• [WRITTEN REQUEST]
Reproduce the following material exactly, including every line.

START RECORDS TO USE

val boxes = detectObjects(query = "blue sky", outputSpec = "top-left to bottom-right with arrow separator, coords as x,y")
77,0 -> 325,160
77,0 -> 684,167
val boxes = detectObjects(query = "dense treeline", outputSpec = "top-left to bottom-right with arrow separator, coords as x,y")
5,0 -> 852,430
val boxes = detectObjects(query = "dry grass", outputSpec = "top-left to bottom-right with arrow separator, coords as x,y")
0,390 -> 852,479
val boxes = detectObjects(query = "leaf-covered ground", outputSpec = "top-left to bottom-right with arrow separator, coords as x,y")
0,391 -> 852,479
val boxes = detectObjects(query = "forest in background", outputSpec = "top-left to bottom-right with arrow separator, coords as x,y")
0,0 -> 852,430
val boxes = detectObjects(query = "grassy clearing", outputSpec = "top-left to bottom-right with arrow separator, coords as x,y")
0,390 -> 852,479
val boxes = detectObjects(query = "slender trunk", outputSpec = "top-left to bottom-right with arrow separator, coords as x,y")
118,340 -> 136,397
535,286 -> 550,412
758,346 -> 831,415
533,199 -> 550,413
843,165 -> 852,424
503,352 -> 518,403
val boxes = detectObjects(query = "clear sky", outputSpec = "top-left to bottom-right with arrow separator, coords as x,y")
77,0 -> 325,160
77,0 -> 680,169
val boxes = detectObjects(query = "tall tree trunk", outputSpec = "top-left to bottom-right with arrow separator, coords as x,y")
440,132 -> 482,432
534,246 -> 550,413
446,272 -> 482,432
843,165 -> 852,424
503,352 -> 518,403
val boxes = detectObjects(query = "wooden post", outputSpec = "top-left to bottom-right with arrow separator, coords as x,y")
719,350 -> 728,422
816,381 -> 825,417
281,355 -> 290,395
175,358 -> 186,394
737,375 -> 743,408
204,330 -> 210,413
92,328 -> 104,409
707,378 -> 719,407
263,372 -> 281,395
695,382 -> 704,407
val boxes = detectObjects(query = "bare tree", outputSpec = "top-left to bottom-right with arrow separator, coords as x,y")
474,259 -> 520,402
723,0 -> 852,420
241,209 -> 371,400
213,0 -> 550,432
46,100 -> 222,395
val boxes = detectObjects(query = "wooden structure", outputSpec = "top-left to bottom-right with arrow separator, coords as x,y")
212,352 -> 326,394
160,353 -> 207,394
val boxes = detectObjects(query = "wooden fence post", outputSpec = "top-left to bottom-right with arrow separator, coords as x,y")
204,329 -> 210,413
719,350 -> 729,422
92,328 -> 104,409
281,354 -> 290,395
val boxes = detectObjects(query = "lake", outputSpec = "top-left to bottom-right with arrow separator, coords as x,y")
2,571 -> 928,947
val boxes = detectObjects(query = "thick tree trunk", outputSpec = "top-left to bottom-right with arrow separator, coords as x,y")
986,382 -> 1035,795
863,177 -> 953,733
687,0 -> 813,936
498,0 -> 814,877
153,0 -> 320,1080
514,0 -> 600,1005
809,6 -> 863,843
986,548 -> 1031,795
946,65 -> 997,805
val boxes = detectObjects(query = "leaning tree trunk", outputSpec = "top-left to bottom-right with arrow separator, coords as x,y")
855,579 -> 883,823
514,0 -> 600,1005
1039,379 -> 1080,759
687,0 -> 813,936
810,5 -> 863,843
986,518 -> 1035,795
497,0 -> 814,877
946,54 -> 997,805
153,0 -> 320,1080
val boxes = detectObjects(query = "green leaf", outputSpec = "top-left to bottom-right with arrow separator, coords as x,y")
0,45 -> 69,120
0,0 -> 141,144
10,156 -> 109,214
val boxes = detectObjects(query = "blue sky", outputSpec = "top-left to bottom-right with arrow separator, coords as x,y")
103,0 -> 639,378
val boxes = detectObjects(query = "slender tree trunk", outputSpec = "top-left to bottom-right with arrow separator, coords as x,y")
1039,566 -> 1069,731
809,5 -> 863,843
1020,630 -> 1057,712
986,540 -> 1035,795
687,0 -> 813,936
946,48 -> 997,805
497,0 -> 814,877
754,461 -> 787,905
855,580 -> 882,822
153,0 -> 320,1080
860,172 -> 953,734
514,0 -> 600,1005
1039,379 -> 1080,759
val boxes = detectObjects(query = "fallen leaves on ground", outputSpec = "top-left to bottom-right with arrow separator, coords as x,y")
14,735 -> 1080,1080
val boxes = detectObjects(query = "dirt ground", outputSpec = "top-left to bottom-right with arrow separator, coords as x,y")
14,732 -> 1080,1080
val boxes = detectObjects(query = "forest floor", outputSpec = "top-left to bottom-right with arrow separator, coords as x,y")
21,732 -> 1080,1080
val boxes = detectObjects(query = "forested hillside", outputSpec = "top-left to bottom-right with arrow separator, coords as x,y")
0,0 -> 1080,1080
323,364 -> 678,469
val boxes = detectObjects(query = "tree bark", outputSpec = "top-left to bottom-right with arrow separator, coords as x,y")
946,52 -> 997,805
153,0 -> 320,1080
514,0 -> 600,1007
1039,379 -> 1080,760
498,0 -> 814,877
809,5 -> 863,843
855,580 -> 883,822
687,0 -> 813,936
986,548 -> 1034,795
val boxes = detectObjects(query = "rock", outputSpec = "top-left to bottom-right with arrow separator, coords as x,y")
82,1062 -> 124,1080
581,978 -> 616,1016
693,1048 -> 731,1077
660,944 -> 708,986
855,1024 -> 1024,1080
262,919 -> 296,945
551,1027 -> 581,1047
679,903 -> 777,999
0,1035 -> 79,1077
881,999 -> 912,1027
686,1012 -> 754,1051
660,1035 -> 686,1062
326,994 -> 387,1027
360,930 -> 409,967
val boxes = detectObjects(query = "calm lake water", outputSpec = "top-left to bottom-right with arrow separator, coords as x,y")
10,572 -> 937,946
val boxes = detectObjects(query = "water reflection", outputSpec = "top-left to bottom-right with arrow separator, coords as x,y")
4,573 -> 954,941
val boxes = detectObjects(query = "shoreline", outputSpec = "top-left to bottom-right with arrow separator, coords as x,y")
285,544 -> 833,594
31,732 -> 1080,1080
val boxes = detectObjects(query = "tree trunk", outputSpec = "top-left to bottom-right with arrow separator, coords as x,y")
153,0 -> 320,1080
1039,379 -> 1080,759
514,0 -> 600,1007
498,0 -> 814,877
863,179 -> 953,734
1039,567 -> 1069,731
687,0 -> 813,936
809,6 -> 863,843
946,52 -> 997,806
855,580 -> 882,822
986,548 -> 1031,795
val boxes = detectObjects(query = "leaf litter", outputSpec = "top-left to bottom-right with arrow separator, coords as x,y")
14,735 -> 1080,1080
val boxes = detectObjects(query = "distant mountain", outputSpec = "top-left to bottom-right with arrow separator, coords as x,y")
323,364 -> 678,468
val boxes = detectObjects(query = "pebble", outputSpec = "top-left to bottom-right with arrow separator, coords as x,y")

END RECORDS TO USE

• [SOLUTION TO THE PROBLEM]
val boxes = detectObjects(query = "blue sky", outputSpec = "top-left to bottom-right with arrow separator, coords as x,y")
77,0 -> 325,160
77,0 -> 684,167
val boxes = detectObjects(query = "dense treeline", outputSpec = "top-left to bottom-right with arrow separator, coords as x,y")
5,0 -> 852,430
val boxes = detectObjects(query = "dry grass", outputSpec = "top-left to bottom-right with arrow separator, coords as x,y")
0,390 -> 852,479
val boxes = detectObjects(query = "leaf-covered ground", outputSpec = "top-left to bottom-right with arrow separator, coords as x,y")
0,391 -> 852,479
val boxes = detectObjects(query = "forest in background", outputSpec = "top-left to bottom-right with arrow separator, coords as x,y")
0,0 -> 852,430
val boxes = detectObjects(query = "grassy clearing", outputSpec = "top-left to bottom-right with arrow separator, coords as x,y")
0,390 -> 852,479
val boxes = detectObjects(query = "slender trunk", outputSpec = "top-left to bottom-right with arrow separator, coords as x,y")
118,340 -> 136,397
535,286 -> 550,412
758,346 -> 831,415
533,199 -> 550,413
843,165 -> 852,424
503,352 -> 518,403
val boxes = detectObjects(query = "clear sky", outputSpec = "top-left to bottom-right with arrow separator, coords as x,y")
77,0 -> 325,160
77,0 -> 680,169
val boxes = detectObjects(query = "tall tree trunk", outputSpec = "top-left to bottom-right with arrow separator, coords as x,y")
440,132 -> 482,432
534,246 -> 550,413
446,272 -> 482,432
843,165 -> 852,424
503,352 -> 518,403
val boxes = detectObjects(query = "wooden post", outputSpec = "top-left to bottom-right with arrow separator, coords as x,y")
719,350 -> 728,422
816,381 -> 825,417
281,355 -> 290,395
175,358 -> 186,394
737,375 -> 743,408
204,330 -> 210,413
92,328 -> 104,409
707,378 -> 719,407
263,372 -> 281,395
695,382 -> 704,407
val boxes = detectObjects(query = "bare tree", outputSpec = "top-left to bottom-right with arrow separator, coords as x,y")
474,259 -> 520,402
723,0 -> 852,420
241,209 -> 371,400
213,0 -> 550,432
46,100 -> 222,395
val boxes = detectObjects(query = "wooden structure", outputSpec = "top-left to bottom-right with arrow separator, coords as x,y")
212,352 -> 326,394
160,353 -> 207,394
val boxes = detectObjects(query = "wooden fence post", outputSpec = "top-left to bottom-right with arrow separator, coords as x,y")
204,329 -> 210,413
719,350 -> 729,422
92,328 -> 104,409
281,354 -> 290,395
val boxes = detectObjects(query = "lake", outputSpec = "top-left to bottom-right with arrow separator, coords as x,y")
2,571 -> 928,947
val boxes = detectObjects(query = "thick tree trunk", outputSpec = "top-left to bottom-right with arrow separator, coords as x,y")
986,382 -> 1035,795
863,177 -> 953,733
687,0 -> 813,936
498,0 -> 814,877
153,0 -> 320,1080
514,0 -> 600,1005
809,6 -> 863,843
986,548 -> 1031,795
946,65 -> 997,805
val boxes = detectObjects(query = "leaning tree trunk", outputSpec = "top-left to bottom-right with arrow separator, coords as x,y")
855,579 -> 883,823
514,0 -> 600,1005
1039,379 -> 1080,759
687,0 -> 813,936
810,5 -> 863,843
986,518 -> 1035,795
497,0 -> 814,877
946,54 -> 997,805
153,0 -> 320,1080
val boxes = detectObjects(query = "green leaf", outputSpec = "top-left to bottom-right with arrow separator, coords as x,y")
0,45 -> 69,120
0,0 -> 141,144
10,156 -> 109,214
val boxes = detectObjects(query = "blue sky", outputSpec = "top-left to bottom-right with arrow separator, coords as x,y")
103,0 -> 639,378
val boxes = detectObjects(query = "slender tree trunk", outputSpec = "top-left to bottom-right with arrow separator, coords as x,y")
1039,566 -> 1069,731
809,5 -> 863,843
1020,630 -> 1057,712
986,540 -> 1035,795
687,0 -> 813,936
946,48 -> 997,805
497,0 -> 814,877
754,461 -> 787,905
855,580 -> 882,822
153,0 -> 320,1080
860,172 -> 953,734
514,0 -> 600,1005
1039,379 -> 1080,759
val boxes = detectObjects(query = "fallen leaves on ground", outputSpec = "top-left to bottom-right with arrow separator, coords as x,y")
14,735 -> 1080,1080
val boxes = detectObjects(query = "dirt ground", outputSpec = "top-left to bottom-right with arrow separator, coords as x,y")
14,732 -> 1080,1080
val boxes = detectObjects(query = "forest floor", outputSpec = "top-left to bottom-right with arrow separator, coords as x,y")
21,732 -> 1080,1080
val boxes = detectObjects(query = "forested hillside", outputSpec = "top-left to bottom-right with arrow separator, coords as x,y")
0,0 -> 1080,1080
323,364 -> 678,469
val boxes = detectObjects(query = "tree bark", outputSpec = "top-left to bottom-right with arrow separator, coords as x,y")
946,52 -> 997,805
153,0 -> 320,1080
514,0 -> 600,1007
1039,379 -> 1080,760
498,0 -> 814,877
809,5 -> 863,843
855,580 -> 883,822
687,0 -> 813,936
986,548 -> 1034,795
val boxes = detectObjects(query = "rock", outputSpec = "top-left to bottom-right with arrow separator, coords as x,y")
82,1062 -> 124,1080
581,978 -> 616,1016
693,1048 -> 731,1077
660,944 -> 708,986
855,1024 -> 1024,1080
262,919 -> 296,945
551,1027 -> 581,1047
679,903 -> 777,999
0,1035 -> 79,1077
881,999 -> 912,1027
686,1012 -> 754,1051
660,1035 -> 686,1062
326,994 -> 387,1027
360,930 -> 409,967
val boxes = detectObjects(query = "calm lake water", outputSpec = "top-left to bottom-right with arrow separator, coords as x,y")
10,572 -> 937,946
val boxes = detectObjects(query = "water reflection", outputSpec = "top-left to bottom-right with arrow separator, coords as x,y")
4,573 -> 954,941
val boxes = detectObjects(query = "shoreline", outputSpec = "top-left to bottom-right with arrow separator, coords as x,y")
285,544 -> 833,594
31,732 -> 1080,1080
val boxes = detectObjects(query = "tree trunk", outputSpec = "top-left to bottom-right with arrow separator, coords as x,y")
153,0 -> 320,1080
1039,379 -> 1080,759
514,0 -> 600,1007
498,0 -> 814,877
863,179 -> 953,734
1039,567 -> 1069,731
687,0 -> 813,936
809,6 -> 863,843
946,52 -> 997,806
855,580 -> 882,822
986,548 -> 1031,795
val boxes = detectObjects(query = "leaf litter", outputSpec = "top-left to bottom-right with arrow separator, coords as x,y")
14,735 -> 1080,1080
val boxes = detectObjects(query = "distant mountain", outputSpec = "top-left to bottom-right with arrow separator, coords as x,y")
323,364 -> 678,468
val boxes = detectObjects(query = "pebble", outputSpec = "top-left to bottom-right with arrow separator, coords as x,y")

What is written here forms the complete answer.